- [ASSIGNMENT]:
Transcribe the listing from its top line through the line with "of the denim". Keep it exact, both ends included, and add nothing.

- [TASK INPUTS]:
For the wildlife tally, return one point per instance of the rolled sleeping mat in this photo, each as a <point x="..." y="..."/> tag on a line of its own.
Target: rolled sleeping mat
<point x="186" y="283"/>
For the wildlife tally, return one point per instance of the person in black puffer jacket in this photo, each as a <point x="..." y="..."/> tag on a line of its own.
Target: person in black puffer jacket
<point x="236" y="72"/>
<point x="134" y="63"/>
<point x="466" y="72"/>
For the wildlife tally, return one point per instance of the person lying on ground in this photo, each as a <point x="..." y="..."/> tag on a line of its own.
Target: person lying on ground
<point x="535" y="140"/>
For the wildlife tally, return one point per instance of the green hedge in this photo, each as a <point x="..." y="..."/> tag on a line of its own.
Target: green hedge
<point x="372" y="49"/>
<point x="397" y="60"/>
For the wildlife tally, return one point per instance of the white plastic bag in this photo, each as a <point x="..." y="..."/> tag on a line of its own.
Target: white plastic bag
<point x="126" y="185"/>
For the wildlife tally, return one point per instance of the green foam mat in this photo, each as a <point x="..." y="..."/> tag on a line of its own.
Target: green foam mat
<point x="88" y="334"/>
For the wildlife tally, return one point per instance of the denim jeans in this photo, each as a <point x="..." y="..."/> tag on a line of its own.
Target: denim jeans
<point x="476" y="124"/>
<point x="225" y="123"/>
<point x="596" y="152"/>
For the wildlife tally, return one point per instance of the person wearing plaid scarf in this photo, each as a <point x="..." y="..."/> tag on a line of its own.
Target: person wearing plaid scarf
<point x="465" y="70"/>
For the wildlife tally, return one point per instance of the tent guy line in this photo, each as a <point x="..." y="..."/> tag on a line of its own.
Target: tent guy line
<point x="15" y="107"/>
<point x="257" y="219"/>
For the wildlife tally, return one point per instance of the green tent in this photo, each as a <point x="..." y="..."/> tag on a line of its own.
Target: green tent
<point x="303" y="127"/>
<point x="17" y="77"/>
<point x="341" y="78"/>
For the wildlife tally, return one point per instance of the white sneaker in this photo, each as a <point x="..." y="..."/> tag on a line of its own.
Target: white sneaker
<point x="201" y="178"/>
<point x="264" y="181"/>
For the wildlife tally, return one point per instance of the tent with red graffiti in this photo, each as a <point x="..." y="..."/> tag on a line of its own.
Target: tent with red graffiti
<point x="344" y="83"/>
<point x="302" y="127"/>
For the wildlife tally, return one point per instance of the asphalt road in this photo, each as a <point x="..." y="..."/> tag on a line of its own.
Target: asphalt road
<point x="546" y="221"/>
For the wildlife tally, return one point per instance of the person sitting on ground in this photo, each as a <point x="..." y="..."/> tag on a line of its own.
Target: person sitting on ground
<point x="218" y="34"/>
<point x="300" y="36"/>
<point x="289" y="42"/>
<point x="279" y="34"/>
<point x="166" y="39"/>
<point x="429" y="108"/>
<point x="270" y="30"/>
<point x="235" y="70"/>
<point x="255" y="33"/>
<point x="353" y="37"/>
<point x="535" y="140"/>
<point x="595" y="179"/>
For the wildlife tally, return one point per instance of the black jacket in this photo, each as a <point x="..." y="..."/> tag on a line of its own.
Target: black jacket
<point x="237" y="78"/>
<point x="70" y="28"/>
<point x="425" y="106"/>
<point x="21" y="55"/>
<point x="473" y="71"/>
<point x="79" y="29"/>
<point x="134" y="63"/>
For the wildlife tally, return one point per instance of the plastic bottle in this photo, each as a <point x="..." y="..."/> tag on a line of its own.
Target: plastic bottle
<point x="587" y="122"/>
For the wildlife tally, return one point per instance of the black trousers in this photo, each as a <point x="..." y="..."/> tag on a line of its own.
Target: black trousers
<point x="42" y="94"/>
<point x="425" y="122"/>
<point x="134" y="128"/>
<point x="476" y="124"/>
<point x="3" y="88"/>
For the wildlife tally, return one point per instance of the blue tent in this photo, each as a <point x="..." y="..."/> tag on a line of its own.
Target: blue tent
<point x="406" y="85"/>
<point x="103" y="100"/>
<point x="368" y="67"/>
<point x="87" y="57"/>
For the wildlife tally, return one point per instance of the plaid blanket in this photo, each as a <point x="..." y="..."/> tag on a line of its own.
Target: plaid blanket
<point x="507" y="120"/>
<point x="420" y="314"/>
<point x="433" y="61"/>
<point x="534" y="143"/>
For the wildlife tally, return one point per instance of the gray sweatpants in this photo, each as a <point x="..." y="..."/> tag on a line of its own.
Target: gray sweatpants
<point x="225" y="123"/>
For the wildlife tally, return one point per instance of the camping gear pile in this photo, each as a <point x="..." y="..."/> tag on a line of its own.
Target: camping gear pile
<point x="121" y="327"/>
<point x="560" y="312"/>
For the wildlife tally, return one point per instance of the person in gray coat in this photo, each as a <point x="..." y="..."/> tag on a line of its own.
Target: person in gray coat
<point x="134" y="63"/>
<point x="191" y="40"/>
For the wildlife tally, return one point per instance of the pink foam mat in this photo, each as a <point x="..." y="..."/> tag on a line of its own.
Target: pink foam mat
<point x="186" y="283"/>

- [EXERCISE RESPONSE]:
For the wildlife tally, return one point per instance of the rolled sleeping mat in this photo, each as a <point x="..." y="..."/> tag on a line of its own.
Target: rolled sleeping mat
<point x="186" y="283"/>
For the wildlife tally, return one point per instance of the person in black puffer jacket in this photo, each as a <point x="..." y="..."/> tag on a line of its own.
Target: person in black puffer jacket
<point x="236" y="72"/>
<point x="134" y="63"/>
<point x="466" y="72"/>
For the wildlife tally, return one point per instance of the person lying on ground in this photo, each as a <point x="..." y="..."/> tag on a line of its own.
Target: person lying on ground
<point x="535" y="140"/>
For the wildlife tally, return one point per instance of the green hedge in this photo, each as a <point x="..." y="..."/> tag on a line of its own.
Target: green hedge
<point x="372" y="49"/>
<point x="397" y="60"/>
For the wildlife tally, return one point per instance of the white plastic bag in this photo, each as a <point x="..." y="..."/> tag on a line of its own.
Target: white plastic bag
<point x="126" y="185"/>
For the wildlife tally, return one point per instance of the green foam mat in this photo, each as a <point x="..." y="..."/> tag on a line of its own.
Target: green foam mat
<point x="88" y="334"/>
For the wildlife tally, return one point per instance of the denim jeans in this photo, each as a <point x="..." y="..."/> tag on a line of its own.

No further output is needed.